> **Work required**: Please write out the interventional orthopedics piece again, starting with "Reflecting On Interventional" and going on through "pass this test.", and switch "cadaver" to "donor body".

Reflecting On Interventional Orthopedics and Our Fellowship
Last week, I spent a significant portion of the day working on the fifth generation of a device to accurately place stem cells into specific portions of the disc. This means working with a cadaver and testing the usability of the device against the actual human tissue. While that may seem morose, it’s how new devices get developed. More interesting was the additional advanced training we were able to accomplish with our fellow. During the day, I also spoke with our two former fellows and reflected on what interventional orthopedics is as a new medical specialty. It’s the ability to place a needle with high accuracy anywhere in the human musculoskeletal system (and perhaps more importantly to know why it should go there). Right now there are just a handful of physicians who can pass this test.
Let’s explore why this is the case. First, many doctors still inject joints, ligaments, and tendons blind. What does blind mean? It means the doctor doesn’t use imaging to guide the needle where it needs to go and has to guess that it’s in the right place. Is guessing in medicine a good idea? Nope. IMHO, in this day and age, performing most injections blind is below the standard of care. Since most physicians (especially surgeons) are still doing this, we can cross off our list about 70% of doctors.

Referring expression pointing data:
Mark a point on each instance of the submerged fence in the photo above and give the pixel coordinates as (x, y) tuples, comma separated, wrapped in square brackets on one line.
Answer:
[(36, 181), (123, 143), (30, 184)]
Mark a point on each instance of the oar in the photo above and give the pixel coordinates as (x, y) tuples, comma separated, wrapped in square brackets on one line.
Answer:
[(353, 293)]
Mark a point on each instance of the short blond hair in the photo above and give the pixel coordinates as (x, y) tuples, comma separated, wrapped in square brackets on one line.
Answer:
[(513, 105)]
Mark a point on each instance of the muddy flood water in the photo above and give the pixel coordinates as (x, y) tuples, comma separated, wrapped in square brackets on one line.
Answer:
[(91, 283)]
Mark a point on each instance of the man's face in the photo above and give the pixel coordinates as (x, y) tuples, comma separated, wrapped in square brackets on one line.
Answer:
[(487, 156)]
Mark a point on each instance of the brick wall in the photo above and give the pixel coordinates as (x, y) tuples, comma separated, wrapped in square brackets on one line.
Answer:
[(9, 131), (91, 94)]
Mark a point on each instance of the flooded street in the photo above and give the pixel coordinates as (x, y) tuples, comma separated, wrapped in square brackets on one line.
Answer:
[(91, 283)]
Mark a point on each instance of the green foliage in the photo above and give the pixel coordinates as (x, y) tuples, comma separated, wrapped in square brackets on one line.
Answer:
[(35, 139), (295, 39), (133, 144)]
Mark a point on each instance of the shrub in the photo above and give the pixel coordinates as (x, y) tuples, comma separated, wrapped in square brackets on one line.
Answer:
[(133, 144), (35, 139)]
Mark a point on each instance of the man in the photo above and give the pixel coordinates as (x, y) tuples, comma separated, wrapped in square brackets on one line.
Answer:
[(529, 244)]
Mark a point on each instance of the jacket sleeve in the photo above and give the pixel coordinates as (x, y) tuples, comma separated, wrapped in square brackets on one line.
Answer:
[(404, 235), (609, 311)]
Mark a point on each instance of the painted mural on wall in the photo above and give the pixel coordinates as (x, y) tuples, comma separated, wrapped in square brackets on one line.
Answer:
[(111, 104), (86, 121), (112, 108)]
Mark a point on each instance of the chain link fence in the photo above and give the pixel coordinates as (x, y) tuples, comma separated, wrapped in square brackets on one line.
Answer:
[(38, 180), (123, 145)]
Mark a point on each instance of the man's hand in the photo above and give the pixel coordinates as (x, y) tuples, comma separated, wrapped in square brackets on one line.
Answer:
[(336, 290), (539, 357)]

> **Answer to this problem**:
Reflecting On Interventional Orthopedics and Our Fellowship
Last week, I spent a significant portion of the day working on the fifth generation of a device to accurately place stem cells into specific portions of the disc. This means working with a donor body and testing the usability of the device against the actual human tissue. While that may seem morose, it’s how new devices get developed. More interesting was the additional advanced training we were able to accomplish with our fellow. During the day, I also spoke with our two former fellows and reflected on what interventional orthopedics is as a new medical specialty. It’s the ability to place a needle with high accuracy anywhere in the human musculoskeletal system (and perhaps more importantly to know why it should go there). Right now there are just a handful of physicians who can pass this test.